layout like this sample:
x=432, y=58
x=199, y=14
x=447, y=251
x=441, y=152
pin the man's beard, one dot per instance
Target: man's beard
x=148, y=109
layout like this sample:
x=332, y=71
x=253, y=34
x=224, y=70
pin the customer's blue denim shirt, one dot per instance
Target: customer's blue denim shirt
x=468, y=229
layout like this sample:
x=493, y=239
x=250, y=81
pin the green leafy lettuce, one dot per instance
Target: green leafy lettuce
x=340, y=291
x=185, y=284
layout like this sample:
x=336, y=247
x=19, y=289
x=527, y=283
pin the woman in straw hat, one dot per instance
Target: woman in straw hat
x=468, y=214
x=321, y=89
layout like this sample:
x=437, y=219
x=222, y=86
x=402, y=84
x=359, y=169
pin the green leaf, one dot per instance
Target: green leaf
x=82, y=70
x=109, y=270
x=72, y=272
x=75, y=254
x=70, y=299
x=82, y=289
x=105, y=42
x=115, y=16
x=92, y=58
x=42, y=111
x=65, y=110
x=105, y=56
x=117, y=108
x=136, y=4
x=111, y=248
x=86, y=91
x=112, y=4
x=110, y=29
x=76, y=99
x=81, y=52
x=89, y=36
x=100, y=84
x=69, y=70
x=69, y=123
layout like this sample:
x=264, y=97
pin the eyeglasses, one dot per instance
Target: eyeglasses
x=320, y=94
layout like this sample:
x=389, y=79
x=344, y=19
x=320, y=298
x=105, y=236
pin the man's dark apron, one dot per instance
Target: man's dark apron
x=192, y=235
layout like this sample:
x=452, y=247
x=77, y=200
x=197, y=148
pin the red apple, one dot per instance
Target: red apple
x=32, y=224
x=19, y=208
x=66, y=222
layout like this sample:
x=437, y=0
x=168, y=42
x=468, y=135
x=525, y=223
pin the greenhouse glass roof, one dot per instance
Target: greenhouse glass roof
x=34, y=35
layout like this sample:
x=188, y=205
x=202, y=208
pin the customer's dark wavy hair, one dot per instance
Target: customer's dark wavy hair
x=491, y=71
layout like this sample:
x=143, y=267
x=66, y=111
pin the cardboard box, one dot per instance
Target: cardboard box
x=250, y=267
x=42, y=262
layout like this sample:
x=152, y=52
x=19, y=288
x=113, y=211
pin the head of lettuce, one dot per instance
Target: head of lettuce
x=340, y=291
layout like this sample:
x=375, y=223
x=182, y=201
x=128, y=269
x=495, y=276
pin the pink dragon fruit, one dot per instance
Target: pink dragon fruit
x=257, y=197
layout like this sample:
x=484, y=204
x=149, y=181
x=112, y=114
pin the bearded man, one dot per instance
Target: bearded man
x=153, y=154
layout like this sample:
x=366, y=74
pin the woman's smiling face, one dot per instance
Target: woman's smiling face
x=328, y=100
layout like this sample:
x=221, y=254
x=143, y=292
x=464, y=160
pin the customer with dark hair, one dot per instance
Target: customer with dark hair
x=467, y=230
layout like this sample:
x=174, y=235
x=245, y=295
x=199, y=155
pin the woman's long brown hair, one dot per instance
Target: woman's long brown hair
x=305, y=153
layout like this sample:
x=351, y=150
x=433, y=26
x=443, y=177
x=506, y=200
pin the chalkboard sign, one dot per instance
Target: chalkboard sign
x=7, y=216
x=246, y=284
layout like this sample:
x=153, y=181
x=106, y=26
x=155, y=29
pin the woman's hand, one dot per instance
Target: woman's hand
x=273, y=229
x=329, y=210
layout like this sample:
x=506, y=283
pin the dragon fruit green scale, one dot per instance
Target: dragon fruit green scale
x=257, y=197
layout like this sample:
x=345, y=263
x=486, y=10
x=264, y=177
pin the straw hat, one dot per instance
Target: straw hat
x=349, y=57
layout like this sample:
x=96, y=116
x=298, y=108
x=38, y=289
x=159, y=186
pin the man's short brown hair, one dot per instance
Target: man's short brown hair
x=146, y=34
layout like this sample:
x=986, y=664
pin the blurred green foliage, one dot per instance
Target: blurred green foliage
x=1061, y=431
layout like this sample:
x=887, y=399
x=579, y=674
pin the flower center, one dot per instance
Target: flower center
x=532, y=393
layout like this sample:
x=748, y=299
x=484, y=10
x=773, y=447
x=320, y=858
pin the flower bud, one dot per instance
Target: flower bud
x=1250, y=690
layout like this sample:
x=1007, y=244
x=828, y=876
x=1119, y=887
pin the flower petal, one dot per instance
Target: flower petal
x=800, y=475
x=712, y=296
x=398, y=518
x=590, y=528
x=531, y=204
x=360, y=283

▶ [Set task]: Convert every line of the records above into a Markdown table with the columns Row and Line. Number the rows in order, and leave out blank lines.

▶ [Full output]:
| Row | Line |
|---|---|
| 1 | layout like this sample: |
| 2 | x=432, y=58 |
| 3 | x=199, y=14 |
| 4 | x=447, y=251 |
| 5 | x=441, y=152 |
| 6 | pin the man's beard, one dot per instance |
| 7 | Target: man's beard |
| 8 | x=148, y=109 |
| 9 | layout like this sample: |
| 10 | x=332, y=71 |
| 11 | x=253, y=34 |
| 12 | x=224, y=70 |
| 13 | pin the customer's blue denim shirt, one dot per instance |
| 14 | Target: customer's blue denim shirt |
| 15 | x=468, y=229 |
| 16 | layout like this sample: |
| 17 | x=493, y=239 |
| 18 | x=250, y=81 |
| 19 | pin the green leafy lettuce, one dot per instance |
| 20 | Target: green leafy lettuce |
| 21 | x=340, y=291 |
| 22 | x=185, y=284 |
| 23 | layout like this sample: |
| 24 | x=336, y=247 |
| 25 | x=19, y=289 |
| 26 | x=527, y=283 |
| 27 | pin the woman in straw hat, one dot per instance |
| 28 | Target: woman in straw hat |
| 29 | x=468, y=214 |
| 30 | x=321, y=89 |
| 31 | layout like this sample: |
| 32 | x=437, y=219 |
| 33 | x=222, y=86 |
| 34 | x=402, y=84 |
| 35 | x=359, y=169 |
| 36 | pin the green leaf, one dot per instance |
| 37 | Target: green leaf |
| 38 | x=82, y=70 |
| 39 | x=109, y=270 |
| 40 | x=72, y=272 |
| 41 | x=75, y=254 |
| 42 | x=70, y=299 |
| 43 | x=82, y=289 |
| 44 | x=105, y=42 |
| 45 | x=115, y=16 |
| 46 | x=92, y=58 |
| 47 | x=42, y=111 |
| 48 | x=65, y=110 |
| 49 | x=105, y=56 |
| 50 | x=117, y=108 |
| 51 | x=136, y=4 |
| 52 | x=111, y=248 |
| 53 | x=86, y=91 |
| 54 | x=112, y=4 |
| 55 | x=110, y=29 |
| 56 | x=76, y=99 |
| 57 | x=81, y=52 |
| 58 | x=89, y=36 |
| 59 | x=100, y=84 |
| 60 | x=69, y=70 |
| 61 | x=69, y=123 |
| 62 | layout like this sample: |
| 63 | x=264, y=97 |
| 64 | pin the eyeglasses, one dot per instance |
| 65 | Target: eyeglasses |
| 66 | x=320, y=94 |
| 67 | layout like this sample: |
| 68 | x=389, y=79 |
| 69 | x=344, y=19 |
| 70 | x=320, y=298 |
| 71 | x=105, y=236 |
| 72 | pin the man's dark apron, one dot per instance |
| 73 | Target: man's dark apron |
| 74 | x=192, y=235 |
| 75 | layout like this sample: |
| 76 | x=452, y=247 |
| 77 | x=77, y=200 |
| 78 | x=197, y=148 |
| 79 | pin the red apple, one dot per instance |
| 80 | Target: red apple |
| 81 | x=32, y=224 |
| 82 | x=19, y=208 |
| 83 | x=66, y=222 |
| 84 | layout like this sample: |
| 85 | x=437, y=0 |
| 86 | x=168, y=42 |
| 87 | x=468, y=135 |
| 88 | x=525, y=223 |
| 89 | pin the greenhouse glass roof, one dot per instance |
| 90 | Target: greenhouse glass roof |
| 91 | x=34, y=35 |
| 92 | layout like this sample: |
| 93 | x=188, y=205 |
| 94 | x=202, y=208 |
| 95 | pin the customer's dark wavy hair, one dot per instance |
| 96 | Target: customer's dark wavy hair |
| 97 | x=491, y=71 |
| 98 | layout like this sample: |
| 99 | x=143, y=267 |
| 100 | x=66, y=111 |
| 101 | pin the cardboard box, one dot per instance |
| 102 | Target: cardboard box |
| 103 | x=250, y=267 |
| 104 | x=42, y=262 |
| 105 | layout like this sample: |
| 106 | x=152, y=52 |
| 107 | x=19, y=288 |
| 108 | x=113, y=211 |
| 109 | pin the head of lettuce, one dot per instance |
| 110 | Target: head of lettuce |
| 111 | x=340, y=291 |
| 112 | layout like this sample: |
| 113 | x=375, y=223 |
| 114 | x=182, y=201 |
| 115 | x=128, y=269 |
| 116 | x=495, y=276 |
| 117 | pin the pink dragon fruit, one dot per instance |
| 118 | Target: pink dragon fruit |
| 119 | x=257, y=197 |
| 120 | layout like this sample: |
| 121 | x=484, y=204 |
| 122 | x=149, y=181 |
| 123 | x=112, y=114 |
| 124 | pin the bearded man, one dot per instance |
| 125 | Target: bearded man |
| 126 | x=153, y=154 |
| 127 | layout like this sample: |
| 128 | x=366, y=74 |
| 129 | pin the woman's smiling face, one dot per instance |
| 130 | Target: woman's smiling face |
| 131 | x=328, y=100 |
| 132 | layout like this sample: |
| 133 | x=221, y=254 |
| 134 | x=143, y=292 |
| 135 | x=464, y=160 |
| 136 | pin the customer with dark hair, one dot per instance |
| 137 | Target: customer with dark hair |
| 138 | x=467, y=230 |
| 139 | layout like this sample: |
| 140 | x=174, y=235 |
| 141 | x=245, y=295 |
| 142 | x=199, y=155 |
| 143 | pin the woman's long brown hair, one dot per instance |
| 144 | Target: woman's long brown hair |
| 145 | x=305, y=153 |
| 146 | layout like this sample: |
| 147 | x=351, y=150 |
| 148 | x=433, y=26 |
| 149 | x=443, y=177 |
| 150 | x=506, y=200 |
| 151 | pin the chalkboard sign, one dot per instance |
| 152 | Target: chalkboard sign |
| 153 | x=7, y=216 |
| 154 | x=246, y=284 |
| 155 | layout like this sample: |
| 156 | x=153, y=181 |
| 157 | x=106, y=26 |
| 158 | x=155, y=29 |
| 159 | pin the woman's hand, one dot per instance |
| 160 | Target: woman's hand |
| 161 | x=273, y=229 |
| 162 | x=329, y=210 |
| 163 | layout like this sample: |
| 164 | x=506, y=283 |
| 165 | pin the dragon fruit green scale, one dot per instance |
| 166 | Target: dragon fruit green scale |
| 167 | x=257, y=197 |
| 168 | layout like this sample: |
| 169 | x=345, y=263 |
| 170 | x=486, y=10 |
| 171 | x=264, y=177 |
| 172 | pin the straw hat, one dot per instance |
| 173 | Target: straw hat |
| 174 | x=349, y=57 |
| 175 | layout like this sample: |
| 176 | x=96, y=116 |
| 177 | x=298, y=108 |
| 178 | x=38, y=289 |
| 179 | x=159, y=186 |
| 180 | pin the man's short brown hair, one dot per instance |
| 181 | Target: man's short brown hair |
| 182 | x=146, y=34 |
| 183 | layout like this sample: |
| 184 | x=986, y=664 |
| 185 | pin the blurred green foliage, one dot per instance |
| 186 | Target: blurred green foliage |
| 187 | x=1061, y=431 |
| 188 | layout like this sample: |
| 189 | x=887, y=399 |
| 190 | x=579, y=674 |
| 191 | pin the flower center, one dot per instance |
| 192 | Target: flower center |
| 193 | x=532, y=393 |
| 194 | layout like this sample: |
| 195 | x=748, y=299 |
| 196 | x=484, y=10 |
| 197 | x=773, y=447 |
| 198 | x=320, y=858 |
| 199 | pin the flower bud, one dot per instance |
| 200 | Target: flower bud |
| 201 | x=1250, y=690 |
| 202 | layout like this sample: |
| 203 | x=1007, y=244 |
| 204 | x=828, y=876 |
| 205 | x=1119, y=887 |
| 206 | pin the flower petal, one dot per instance |
| 207 | Target: flower petal |
| 208 | x=800, y=475 |
| 209 | x=712, y=296 |
| 210 | x=398, y=518 |
| 211 | x=590, y=528 |
| 212 | x=531, y=204 |
| 213 | x=360, y=283 |